*** Opening of Information supplied ***
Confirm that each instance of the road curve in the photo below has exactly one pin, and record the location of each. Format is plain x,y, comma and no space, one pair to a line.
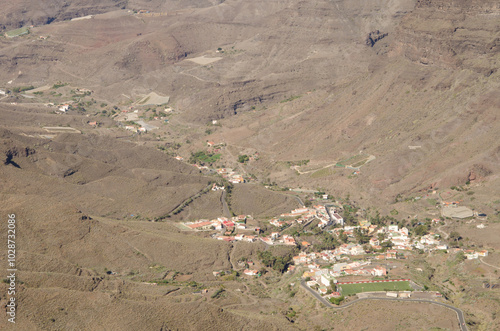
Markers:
460,314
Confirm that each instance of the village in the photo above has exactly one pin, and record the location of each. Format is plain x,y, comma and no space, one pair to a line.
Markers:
366,254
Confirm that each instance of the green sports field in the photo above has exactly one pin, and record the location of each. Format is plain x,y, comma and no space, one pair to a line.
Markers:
351,289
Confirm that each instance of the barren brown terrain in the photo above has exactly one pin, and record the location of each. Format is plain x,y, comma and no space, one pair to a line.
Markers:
390,104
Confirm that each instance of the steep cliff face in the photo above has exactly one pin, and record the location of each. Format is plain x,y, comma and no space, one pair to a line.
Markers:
459,34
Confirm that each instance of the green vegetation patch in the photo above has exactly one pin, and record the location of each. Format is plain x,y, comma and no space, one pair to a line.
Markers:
17,32
351,289
22,88
203,157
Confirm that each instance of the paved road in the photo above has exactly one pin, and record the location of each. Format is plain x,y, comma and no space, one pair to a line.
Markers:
460,314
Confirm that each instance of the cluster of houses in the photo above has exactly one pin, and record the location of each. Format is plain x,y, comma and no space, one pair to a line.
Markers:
221,223
472,254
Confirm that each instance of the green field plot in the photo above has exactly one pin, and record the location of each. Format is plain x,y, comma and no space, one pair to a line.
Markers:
351,289
17,32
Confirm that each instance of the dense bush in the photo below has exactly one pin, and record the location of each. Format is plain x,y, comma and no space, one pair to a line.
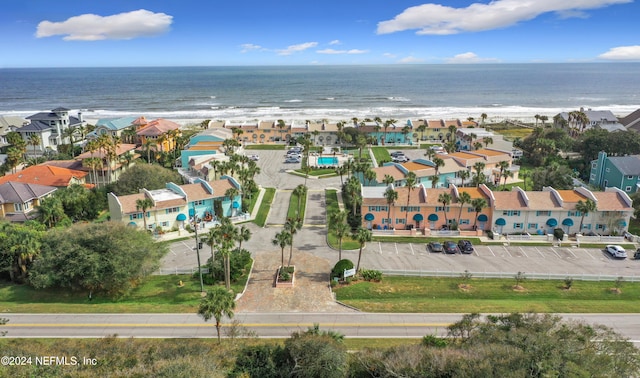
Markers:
340,267
371,275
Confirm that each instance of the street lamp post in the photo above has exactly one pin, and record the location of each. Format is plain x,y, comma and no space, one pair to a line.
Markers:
195,227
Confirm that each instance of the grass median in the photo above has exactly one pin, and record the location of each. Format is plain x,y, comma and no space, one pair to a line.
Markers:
156,294
444,295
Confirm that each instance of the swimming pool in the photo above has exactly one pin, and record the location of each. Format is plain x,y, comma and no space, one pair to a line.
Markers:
327,160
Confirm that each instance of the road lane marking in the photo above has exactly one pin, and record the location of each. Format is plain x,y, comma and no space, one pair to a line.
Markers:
255,325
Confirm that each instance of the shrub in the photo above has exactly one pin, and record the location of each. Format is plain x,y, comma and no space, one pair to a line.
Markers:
434,341
340,267
371,275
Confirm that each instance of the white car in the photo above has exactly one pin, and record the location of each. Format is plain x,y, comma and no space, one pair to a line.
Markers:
616,251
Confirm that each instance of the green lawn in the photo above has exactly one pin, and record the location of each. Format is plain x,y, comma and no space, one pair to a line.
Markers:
265,147
443,295
157,294
293,212
267,199
331,196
*** Close of Information supplied ***
# [What is being asked]
Exactly the lines from the one that contains "Confirm that each instance of the dense" through the final line of the records above are needed, given again word for word, with every picture left out.

# [Result of the exercise]
Confirm that each instance of the dense bush in the photo below has exactly one pin, and record the location of each. Format is plain x,y, comma and no space, one pair to a line.
Markers:
340,267
371,275
Confirm that each instance of the street lamp post in the photo above has exactly one pin, and record the location of each. Format is plain x,y, comma and no space, one pair to a line.
Markers:
195,227
Confirm that each instance of the grass median in the photo above has exactly one pin, and record the location of each. Format is plain x,y, comma and no space, one pair to a line.
Markers:
156,294
444,295
Confirm that each instance of the swimming pool in the photo above has exactly one pin, and record the location of each. Format is plain x,y, comma and no space, one pair to a line.
Markers:
327,160
Confirm that each instance of the road lane marking in the photo above has exactly one pin, and record the location of each. Format is plain x,y, comma and no space, one pair to a line.
Markers:
255,325
Confirm that each instance of the shrub in the photo above has exactly one pin, and record the location of each. Format is plain x,y, comma and no space, one pair to a line.
Markers:
434,341
340,267
371,275
Confirm that each instance of the white car in the photo above has exactly one pin, and record the location of each. Format is plain x,y, comma and no space, one pair to a line.
Markers:
616,251
Confirm that each instance of the green lawn in the photo above has exactly one pin, and record the location of each. Format is plain x,y, comma and no space, one pair to a line.
Markers:
265,147
443,295
157,294
293,212
267,199
331,196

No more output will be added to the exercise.